■ **EXERCISE GOAL**:
From the message about asymmetric partition-wise JOIN, copy word for word the span from "Andrey Lepikhov писал" to "changed or not.", including both ends.

■ **PROVIDED PASSAGE**:
━━━━━━

Re: Asymmetric partition-wise JOIN

From: Alexander Pyhalov <a(dot)pyhalov(at)postgrespro(dot)ru>
To: Andrey Lepikhov <a(dot)lepikhov(at)postgrespro(dot)ru>
Cc: Jaime Casanova <jcasanov(at)systemguards(dot)com(dot)ec>, Aleksander Alekseev <afiskon(at)gmail(dot)com>, pgsql-hackers(at)lists(dot)postgresql(dot)org, KaiGai Kohei <kaigai(at)heterodb(dot)com>
Subject: Re: Asymmetric partition-wise JOIN
Date: 2022-01-17 10:42:10
Message-ID: 88bc3c051d285653215393a56bdf3056@postgrespro.ru
Views: Raw Message | Whole Thread | Download mbox | Resend email
Thread:
Lists: pgsql-hackers

Andrey Lepikhov писал 2021-09-15 09:31:
> On 14/9/21 11:37, Andrey V. Lepikhov wrote:
>> Thank you for this good catch!
>> The problem was in the adjust_child_relids_multilevel routine. The
>> tmp_result variable sometimes points to original required_outer.
>> This patch adds new ways which optimizer can generate plans. One
>> possible way is optimizer reparameterizes an inner by a plain relation
>> from the outer (maybe as a result of join of the plain relation and
>> partitioned relation). In this case we have to compare tmp_result with
>> original pointer to realize, it was changed or not.
>> The patch in attachment fixes this problem. Additional regression test
>> added.

━━━━━━

■ **DATASET EXTRACT**:
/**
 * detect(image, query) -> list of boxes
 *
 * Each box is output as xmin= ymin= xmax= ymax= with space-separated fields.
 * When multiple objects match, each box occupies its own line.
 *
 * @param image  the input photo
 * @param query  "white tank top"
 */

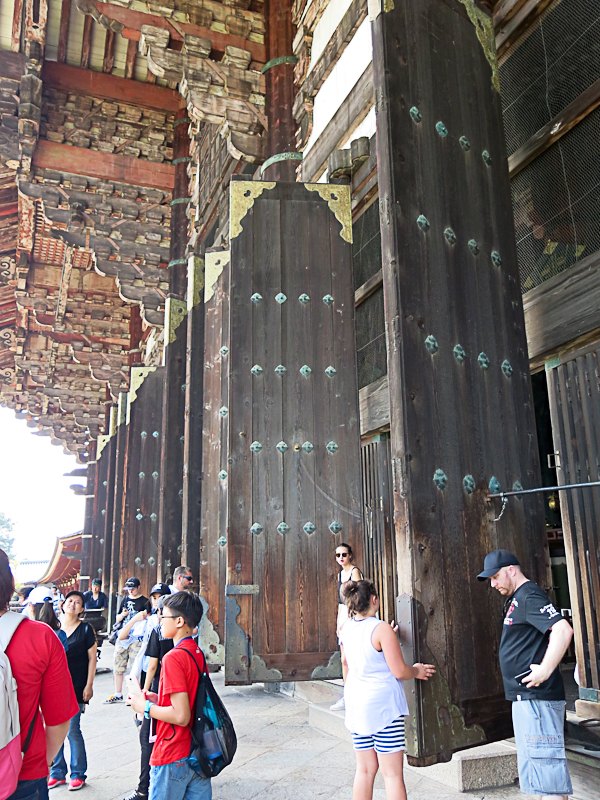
xmin=340 ymin=617 xmax=408 ymax=736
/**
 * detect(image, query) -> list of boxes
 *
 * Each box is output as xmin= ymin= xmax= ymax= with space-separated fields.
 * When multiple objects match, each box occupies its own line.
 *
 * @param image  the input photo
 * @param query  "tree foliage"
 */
xmin=0 ymin=511 xmax=16 ymax=561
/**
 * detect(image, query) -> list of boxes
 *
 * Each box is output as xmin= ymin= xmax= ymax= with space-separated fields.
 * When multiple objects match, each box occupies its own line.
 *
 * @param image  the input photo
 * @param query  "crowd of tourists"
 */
xmin=0 ymin=543 xmax=572 ymax=800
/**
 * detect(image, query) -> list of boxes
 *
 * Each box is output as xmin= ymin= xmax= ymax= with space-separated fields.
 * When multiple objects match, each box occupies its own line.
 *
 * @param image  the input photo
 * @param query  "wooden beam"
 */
xmin=0 ymin=50 xmax=25 ymax=81
xmin=523 ymin=251 xmax=600 ymax=371
xmin=56 ymin=0 xmax=71 ymax=64
xmin=80 ymin=14 xmax=94 ymax=69
xmin=496 ymin=0 xmax=551 ymax=56
xmin=102 ymin=28 xmax=117 ymax=75
xmin=91 ymin=3 xmax=266 ymax=64
xmin=508 ymin=79 xmax=600 ymax=178
xmin=492 ymin=0 xmax=527 ymax=30
xmin=42 ymin=61 xmax=182 ymax=113
xmin=302 ymin=64 xmax=373 ymax=181
xmin=125 ymin=39 xmax=138 ymax=80
xmin=33 ymin=139 xmax=175 ymax=192
xmin=10 ymin=0 xmax=23 ymax=53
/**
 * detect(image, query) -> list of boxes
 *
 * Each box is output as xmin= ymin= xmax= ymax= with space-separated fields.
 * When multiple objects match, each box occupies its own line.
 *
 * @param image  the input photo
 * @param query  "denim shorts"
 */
xmin=352 ymin=717 xmax=406 ymax=753
xmin=148 ymin=758 xmax=212 ymax=800
xmin=512 ymin=700 xmax=573 ymax=795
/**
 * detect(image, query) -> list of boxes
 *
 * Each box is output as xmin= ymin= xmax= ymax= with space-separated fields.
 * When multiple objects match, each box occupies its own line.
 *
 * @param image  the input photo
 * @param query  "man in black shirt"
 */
xmin=477 ymin=550 xmax=573 ymax=800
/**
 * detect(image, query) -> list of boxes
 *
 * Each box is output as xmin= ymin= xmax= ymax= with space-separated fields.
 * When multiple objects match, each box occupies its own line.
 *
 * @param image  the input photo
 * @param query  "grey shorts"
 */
xmin=512 ymin=700 xmax=573 ymax=795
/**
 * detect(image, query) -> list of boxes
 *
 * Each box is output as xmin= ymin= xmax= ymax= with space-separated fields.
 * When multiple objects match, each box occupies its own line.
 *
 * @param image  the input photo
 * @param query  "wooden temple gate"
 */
xmin=0 ymin=0 xmax=598 ymax=765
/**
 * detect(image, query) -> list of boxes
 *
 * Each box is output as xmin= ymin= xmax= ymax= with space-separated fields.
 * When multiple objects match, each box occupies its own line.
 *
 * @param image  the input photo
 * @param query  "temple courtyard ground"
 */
xmin=50 ymin=644 xmax=600 ymax=800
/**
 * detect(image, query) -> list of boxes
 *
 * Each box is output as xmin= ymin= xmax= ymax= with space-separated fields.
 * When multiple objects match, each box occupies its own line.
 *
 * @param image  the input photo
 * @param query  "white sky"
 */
xmin=0 ymin=408 xmax=85 ymax=561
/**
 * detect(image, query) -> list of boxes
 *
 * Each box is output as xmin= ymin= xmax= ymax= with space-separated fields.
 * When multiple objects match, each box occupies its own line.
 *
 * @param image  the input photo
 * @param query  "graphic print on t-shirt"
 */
xmin=500 ymin=581 xmax=565 ymax=700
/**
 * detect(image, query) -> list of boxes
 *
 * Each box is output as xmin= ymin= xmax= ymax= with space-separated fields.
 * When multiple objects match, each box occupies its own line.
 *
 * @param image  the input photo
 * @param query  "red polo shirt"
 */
xmin=150 ymin=638 xmax=205 ymax=767
xmin=6 ymin=619 xmax=79 ymax=781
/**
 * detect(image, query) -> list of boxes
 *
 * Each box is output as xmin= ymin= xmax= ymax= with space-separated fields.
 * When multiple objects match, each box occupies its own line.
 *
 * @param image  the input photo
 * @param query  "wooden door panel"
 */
xmin=225 ymin=181 xmax=361 ymax=683
xmin=547 ymin=350 xmax=600 ymax=702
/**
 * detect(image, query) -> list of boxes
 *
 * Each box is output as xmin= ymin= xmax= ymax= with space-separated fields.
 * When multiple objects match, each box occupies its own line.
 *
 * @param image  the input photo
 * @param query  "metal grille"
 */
xmin=511 ymin=107 xmax=600 ymax=292
xmin=352 ymin=202 xmax=381 ymax=289
xmin=361 ymin=439 xmax=397 ymax=622
xmin=500 ymin=0 xmax=600 ymax=155
xmin=356 ymin=288 xmax=387 ymax=389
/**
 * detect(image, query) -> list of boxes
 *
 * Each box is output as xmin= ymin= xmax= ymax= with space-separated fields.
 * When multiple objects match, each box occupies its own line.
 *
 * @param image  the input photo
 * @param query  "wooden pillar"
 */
xmin=79 ymin=456 xmax=96 ymax=592
xmin=101 ymin=405 xmax=118 ymax=608
xmin=107 ymin=392 xmax=127 ymax=622
xmin=369 ymin=0 xmax=550 ymax=766
xmin=181 ymin=256 xmax=204 ymax=583
xmin=263 ymin=0 xmax=298 ymax=181
xmin=158 ymin=109 xmax=190 ymax=580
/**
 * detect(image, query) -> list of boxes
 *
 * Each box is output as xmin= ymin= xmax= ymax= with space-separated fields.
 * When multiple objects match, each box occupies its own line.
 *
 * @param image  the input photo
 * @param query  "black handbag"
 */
xmin=184 ymin=648 xmax=237 ymax=778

━━━━━━

■ **EXERCISE OUTPUT**:
Andrey Lepikhov писал 2021-09-15 09:31:
> On 14/9/21 11:37, Andrey V. Lepikhov wrote:
>> Thank you for this good catch!
>> The problem was in the adjust_child_relids_multilevel routine. The
>> tmp_result variable sometimes points to original required_outer.
>> This patch adds new ways which optimizer can generate plans. One
>> possible way is optimizer reparameterizes an inner by a plain relation
>> from the outer (maybe as a result of join of the plain relation and
>> partitioned relation). In this case we have to compare tmp_result with
>> original pointer to realize, it was changed or not.